10.30 am
Strange goings-on in the camp today. Tony, a well-known drug dealer, has collapsed after taking an overdose only hours before he’s due to be released. What kind of problems can he have on the outside, that he considers suicide a better way out than the front gate?
Tony has been a regular at the hospital over the past few weeks, so there’s no way of knowing if he’s been storing up pills, and how many he swallowed today. Rather than wait for an ambulance, Tony’s been rushed into the Pilgrim Hospital in the prison mini-bus, accompanied by two officers. I’ll know more tonight.
6.00 pm
Tony has just returned to the camp to spend his final night in jail. They pumped out his stomach, so he’ll still leave us at 8 am tomorrow. But how long will he survive on the outside?
7.08 pm
I have just returned from an hour’s walk around the playing field with the intention of watching Hendry vs. Doherty in the quarter-final of the World Championship snooker, [29] when there’s a knock on my door.
It’s Tony clutching a letter that he wants me to hand to sister, but he asks me to read it first. It’s a two-sided handwritten missive, apologizing for his behaviour over the past few weeks, and thanking sister for her kindness and understanding. I promise to give it to her tomorrow morning. Tony is just about to leave when I ask him if he’d be willing to answer a few questions about drugs. I quite expect him to tell me what I can do with myself, using the usual prison vernacular, but to my surprise he takes a seat in the waiting room and says, ‘Ask me anything you want, Jeff. I don’t give a fuck, I’m out of here first thing in the morning.’
During the next hour, I ask him question after question, all of which he answers with a brutal frankness.

## Assignment
Reproduce the diary excerpt above verbatim, everything from "It’s Tony clutching" down to "a brutal frankness.".

## Recorded information
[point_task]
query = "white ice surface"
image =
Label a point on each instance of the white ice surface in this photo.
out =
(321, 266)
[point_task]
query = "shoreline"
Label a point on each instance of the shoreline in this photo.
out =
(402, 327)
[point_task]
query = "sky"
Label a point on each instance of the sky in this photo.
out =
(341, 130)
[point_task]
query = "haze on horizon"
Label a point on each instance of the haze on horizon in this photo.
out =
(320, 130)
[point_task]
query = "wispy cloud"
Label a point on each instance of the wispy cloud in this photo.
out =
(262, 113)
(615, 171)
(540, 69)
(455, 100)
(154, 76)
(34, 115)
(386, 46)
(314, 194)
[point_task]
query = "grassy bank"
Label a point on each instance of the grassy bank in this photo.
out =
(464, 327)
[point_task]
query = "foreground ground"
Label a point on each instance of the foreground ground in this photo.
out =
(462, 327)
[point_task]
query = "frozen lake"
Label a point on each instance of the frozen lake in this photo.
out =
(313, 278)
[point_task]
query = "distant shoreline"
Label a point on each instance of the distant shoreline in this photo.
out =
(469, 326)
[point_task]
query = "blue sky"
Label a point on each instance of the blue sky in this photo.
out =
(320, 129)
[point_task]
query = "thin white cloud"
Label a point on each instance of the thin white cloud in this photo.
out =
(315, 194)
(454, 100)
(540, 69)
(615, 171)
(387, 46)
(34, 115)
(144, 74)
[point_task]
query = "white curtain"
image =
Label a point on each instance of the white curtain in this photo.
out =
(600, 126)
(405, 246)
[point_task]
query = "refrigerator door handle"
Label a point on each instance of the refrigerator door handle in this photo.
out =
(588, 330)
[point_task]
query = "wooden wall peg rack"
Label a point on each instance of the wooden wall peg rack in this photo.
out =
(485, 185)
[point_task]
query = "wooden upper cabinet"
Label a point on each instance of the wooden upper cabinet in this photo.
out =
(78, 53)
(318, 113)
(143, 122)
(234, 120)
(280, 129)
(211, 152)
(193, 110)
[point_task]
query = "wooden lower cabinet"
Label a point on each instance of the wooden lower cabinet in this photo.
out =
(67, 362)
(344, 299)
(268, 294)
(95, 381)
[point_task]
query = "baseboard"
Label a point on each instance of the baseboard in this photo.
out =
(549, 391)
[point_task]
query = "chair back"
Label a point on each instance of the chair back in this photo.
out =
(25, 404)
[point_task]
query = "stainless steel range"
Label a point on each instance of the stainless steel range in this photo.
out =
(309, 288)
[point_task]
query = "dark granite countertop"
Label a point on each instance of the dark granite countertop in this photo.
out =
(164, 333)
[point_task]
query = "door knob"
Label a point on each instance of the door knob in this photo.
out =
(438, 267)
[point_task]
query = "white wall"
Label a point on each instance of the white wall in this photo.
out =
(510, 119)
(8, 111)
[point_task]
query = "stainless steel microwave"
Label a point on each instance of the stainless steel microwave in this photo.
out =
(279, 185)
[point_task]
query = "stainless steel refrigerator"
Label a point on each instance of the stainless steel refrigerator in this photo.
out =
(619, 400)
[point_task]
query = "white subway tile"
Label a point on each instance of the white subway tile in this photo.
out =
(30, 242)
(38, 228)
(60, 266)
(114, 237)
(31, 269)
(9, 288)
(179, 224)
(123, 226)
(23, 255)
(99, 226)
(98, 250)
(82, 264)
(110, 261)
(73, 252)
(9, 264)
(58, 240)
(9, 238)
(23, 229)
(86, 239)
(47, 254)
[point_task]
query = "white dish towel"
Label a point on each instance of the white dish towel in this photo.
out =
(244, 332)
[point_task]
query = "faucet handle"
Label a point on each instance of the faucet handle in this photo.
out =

## Written solution
It’s Tony clutching a letter that he wants me to hand to sister, but he asks me to read it first. It’s a two-sided handwritten missive, apologizing for his behaviour over the past few weeks, and thanking sister for her kindness and understanding. I promise to give it to her tomorrow morning. Tony is just about to leave when I ask him if he’d be willing to answer a few questions about drugs. I quite expect him to tell me what I can do with myself, using the usual prison vernacular, but to my surprise he takes a seat in the waiting room and says, ‘Ask me anything you want, Jeff. I don’t give a fuck, I’m out of here first thing in the morning.’
During the next hour, I ask him question after question, all of which he answers with a brutal frankness.